■ **Consegna 1**
Secondo il brano fornito, in quale città si trova la foresta dove si sceglie l'albero?

Sabato 2 Novembre, un punto nella foresta della città di Coblenza, Germania.
Un po’ di mesi fa abbiamo ricevuto l’invito di scegliere l’albero. In Germania tutto è pensato e pianificato, nulla al caso. L’associazione dei genitori dei bambini morti di cancro della quale facciamo parte, ci invitava a scegliere l’albero per nostra figlia. Un albero da piantare nella foresta che attornia la città. Un albero per collegare la terra e il cielo. Un albero che rimanga, anche più dei genitori che sono sopravvissuti , almeno per ora. Un albero con la targhetta per mettere sotto il cielo per iscritto che c’erano degli Angeli qui sulla terra, mandati da lassù per urlare al mondo di darsi una mossa, di convertirsi, di non cercare la verità tra le ghiande ma di guardare in su.

■ **Righe di input**
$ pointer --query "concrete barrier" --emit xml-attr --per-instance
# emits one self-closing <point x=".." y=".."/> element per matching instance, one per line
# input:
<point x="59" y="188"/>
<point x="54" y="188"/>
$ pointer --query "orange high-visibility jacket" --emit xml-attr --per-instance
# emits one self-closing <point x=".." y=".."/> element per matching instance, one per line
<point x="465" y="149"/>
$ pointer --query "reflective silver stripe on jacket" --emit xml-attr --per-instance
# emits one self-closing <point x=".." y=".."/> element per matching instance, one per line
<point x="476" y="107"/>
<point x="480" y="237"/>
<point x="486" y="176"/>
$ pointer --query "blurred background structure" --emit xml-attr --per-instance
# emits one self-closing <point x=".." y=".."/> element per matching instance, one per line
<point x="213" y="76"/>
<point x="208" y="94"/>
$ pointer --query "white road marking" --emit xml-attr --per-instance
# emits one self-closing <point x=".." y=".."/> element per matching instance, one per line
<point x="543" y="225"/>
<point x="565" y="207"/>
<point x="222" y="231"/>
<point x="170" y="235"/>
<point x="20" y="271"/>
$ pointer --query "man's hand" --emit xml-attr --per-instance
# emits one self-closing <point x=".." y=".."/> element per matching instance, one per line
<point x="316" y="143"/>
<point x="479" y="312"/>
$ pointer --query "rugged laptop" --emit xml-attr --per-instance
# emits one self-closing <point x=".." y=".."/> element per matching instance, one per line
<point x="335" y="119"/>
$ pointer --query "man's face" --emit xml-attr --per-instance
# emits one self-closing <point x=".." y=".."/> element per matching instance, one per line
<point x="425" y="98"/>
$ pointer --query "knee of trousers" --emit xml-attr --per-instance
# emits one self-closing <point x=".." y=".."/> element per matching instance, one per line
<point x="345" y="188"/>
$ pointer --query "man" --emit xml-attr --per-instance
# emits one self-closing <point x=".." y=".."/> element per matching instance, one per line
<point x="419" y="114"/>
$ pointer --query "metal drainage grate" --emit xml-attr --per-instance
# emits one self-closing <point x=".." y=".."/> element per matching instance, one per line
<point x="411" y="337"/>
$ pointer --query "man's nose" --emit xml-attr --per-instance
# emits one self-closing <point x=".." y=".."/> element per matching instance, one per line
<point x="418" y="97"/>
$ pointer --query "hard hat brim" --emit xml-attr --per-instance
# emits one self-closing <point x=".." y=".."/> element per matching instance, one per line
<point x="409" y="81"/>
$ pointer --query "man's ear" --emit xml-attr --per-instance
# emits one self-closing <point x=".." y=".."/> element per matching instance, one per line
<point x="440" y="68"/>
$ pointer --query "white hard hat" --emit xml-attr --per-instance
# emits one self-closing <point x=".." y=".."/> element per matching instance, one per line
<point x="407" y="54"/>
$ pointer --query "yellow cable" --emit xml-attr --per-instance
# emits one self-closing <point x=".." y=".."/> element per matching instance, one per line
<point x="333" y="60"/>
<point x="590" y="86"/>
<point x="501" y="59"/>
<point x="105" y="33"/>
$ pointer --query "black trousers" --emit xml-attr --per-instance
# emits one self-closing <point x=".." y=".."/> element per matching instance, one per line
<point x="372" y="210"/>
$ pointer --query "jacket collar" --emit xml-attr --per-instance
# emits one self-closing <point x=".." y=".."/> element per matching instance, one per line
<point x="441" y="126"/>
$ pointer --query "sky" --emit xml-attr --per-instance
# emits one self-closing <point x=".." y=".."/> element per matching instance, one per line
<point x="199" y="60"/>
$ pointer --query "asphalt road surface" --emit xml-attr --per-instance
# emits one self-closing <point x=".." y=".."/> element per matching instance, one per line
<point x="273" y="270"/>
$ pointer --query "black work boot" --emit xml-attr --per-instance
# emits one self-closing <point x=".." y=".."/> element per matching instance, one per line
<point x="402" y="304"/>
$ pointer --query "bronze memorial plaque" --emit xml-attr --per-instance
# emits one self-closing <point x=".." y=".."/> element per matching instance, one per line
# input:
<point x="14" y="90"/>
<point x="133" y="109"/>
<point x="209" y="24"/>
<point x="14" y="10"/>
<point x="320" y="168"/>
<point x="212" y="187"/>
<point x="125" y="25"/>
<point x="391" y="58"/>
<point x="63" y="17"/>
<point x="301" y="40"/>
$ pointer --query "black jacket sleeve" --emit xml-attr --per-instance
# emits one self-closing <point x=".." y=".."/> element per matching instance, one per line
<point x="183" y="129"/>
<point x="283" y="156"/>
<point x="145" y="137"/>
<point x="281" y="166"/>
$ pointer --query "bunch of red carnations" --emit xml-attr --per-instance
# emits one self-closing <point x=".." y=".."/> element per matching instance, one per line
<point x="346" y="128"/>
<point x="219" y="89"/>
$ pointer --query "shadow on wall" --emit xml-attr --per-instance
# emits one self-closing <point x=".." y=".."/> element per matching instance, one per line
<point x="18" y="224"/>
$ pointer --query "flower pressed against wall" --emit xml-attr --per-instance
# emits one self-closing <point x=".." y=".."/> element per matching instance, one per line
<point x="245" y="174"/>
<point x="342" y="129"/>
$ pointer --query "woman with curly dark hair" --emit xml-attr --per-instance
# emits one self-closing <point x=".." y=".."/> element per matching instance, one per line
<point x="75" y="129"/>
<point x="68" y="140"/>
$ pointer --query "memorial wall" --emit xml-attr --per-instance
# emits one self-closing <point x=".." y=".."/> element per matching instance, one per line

■ **Consegna 2**
Mostra ogni riga dell'elenco in cui compare la stringa "white", tenendo conto di maiuscole e minuscole.

■ **Risultato atteso 1**
Coblenza, in Germania.

■ **Risultato atteso 2**
$ pointer --query "white road marking" --emit xml-attr --per-instance
$ pointer --query "white hard hat" --emit xml-attr --per-instance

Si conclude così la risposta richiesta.